Do this: Write out the records again, starting with the first line and going on through the line that contains "x=122, y=155", and change "thickest part" to "widest part" wherever it appears. Leave everything else as it is.

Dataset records
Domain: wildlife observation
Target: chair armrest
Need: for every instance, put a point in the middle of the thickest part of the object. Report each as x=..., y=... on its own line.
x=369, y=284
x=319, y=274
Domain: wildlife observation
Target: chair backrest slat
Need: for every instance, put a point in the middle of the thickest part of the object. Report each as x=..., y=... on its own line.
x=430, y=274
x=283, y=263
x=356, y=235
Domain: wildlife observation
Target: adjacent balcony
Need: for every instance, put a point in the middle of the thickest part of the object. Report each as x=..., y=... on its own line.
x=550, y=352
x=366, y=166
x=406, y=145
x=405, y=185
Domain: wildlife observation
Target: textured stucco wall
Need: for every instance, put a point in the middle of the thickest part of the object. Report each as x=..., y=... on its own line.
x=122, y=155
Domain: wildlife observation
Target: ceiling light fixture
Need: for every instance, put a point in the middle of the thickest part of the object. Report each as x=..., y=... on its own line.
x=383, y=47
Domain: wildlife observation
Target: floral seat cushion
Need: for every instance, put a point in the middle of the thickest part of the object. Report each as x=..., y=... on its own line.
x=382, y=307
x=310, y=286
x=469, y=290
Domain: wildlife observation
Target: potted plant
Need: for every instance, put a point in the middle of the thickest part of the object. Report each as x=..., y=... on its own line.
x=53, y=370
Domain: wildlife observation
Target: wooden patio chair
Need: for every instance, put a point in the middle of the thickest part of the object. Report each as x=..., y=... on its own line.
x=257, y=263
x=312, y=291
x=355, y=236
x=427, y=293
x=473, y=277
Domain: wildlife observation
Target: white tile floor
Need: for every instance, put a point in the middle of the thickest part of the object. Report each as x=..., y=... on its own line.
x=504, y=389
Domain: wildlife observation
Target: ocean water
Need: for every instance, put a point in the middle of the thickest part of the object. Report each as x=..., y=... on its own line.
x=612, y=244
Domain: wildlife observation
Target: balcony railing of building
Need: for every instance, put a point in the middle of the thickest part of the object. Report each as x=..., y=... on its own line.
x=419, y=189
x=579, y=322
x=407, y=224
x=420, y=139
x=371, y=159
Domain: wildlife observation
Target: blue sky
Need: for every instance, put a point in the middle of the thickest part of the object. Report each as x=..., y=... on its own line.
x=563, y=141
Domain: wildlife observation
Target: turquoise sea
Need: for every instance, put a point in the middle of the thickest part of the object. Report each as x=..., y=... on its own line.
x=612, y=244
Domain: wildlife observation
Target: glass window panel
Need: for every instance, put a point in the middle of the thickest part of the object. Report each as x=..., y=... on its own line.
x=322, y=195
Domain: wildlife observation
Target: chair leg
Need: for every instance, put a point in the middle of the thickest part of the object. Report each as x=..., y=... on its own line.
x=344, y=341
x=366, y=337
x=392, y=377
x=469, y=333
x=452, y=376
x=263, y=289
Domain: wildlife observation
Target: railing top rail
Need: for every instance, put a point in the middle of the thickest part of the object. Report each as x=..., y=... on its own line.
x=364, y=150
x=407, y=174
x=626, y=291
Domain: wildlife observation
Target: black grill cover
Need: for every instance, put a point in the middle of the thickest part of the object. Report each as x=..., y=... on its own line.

Problem solution:
Domain: wildlife observation
Target: chair armrest
Need: for every instance, put a point in the middle of the widest part of the object. Report each as x=..., y=... on its own line.
x=369, y=284
x=319, y=274
Domain: wildlife observation
Target: chair backrest slat
Need: for every instance, put a point in the middle of the widest part of the object. Report each as x=..., y=... on its own line.
x=430, y=274
x=283, y=263
x=356, y=235
Domain: wildlife observation
Target: adjacent balcony
Need: for every instance, put a point in the middle of the widest part of the object. Report each as x=..., y=... on its own line.
x=550, y=352
x=366, y=166
x=406, y=145
x=405, y=185
Domain: wildlife observation
Target: textured stucco wall
Need: for every instance, put a point in the middle of the widest part of the object. Report each as x=..., y=... on its own line.
x=122, y=155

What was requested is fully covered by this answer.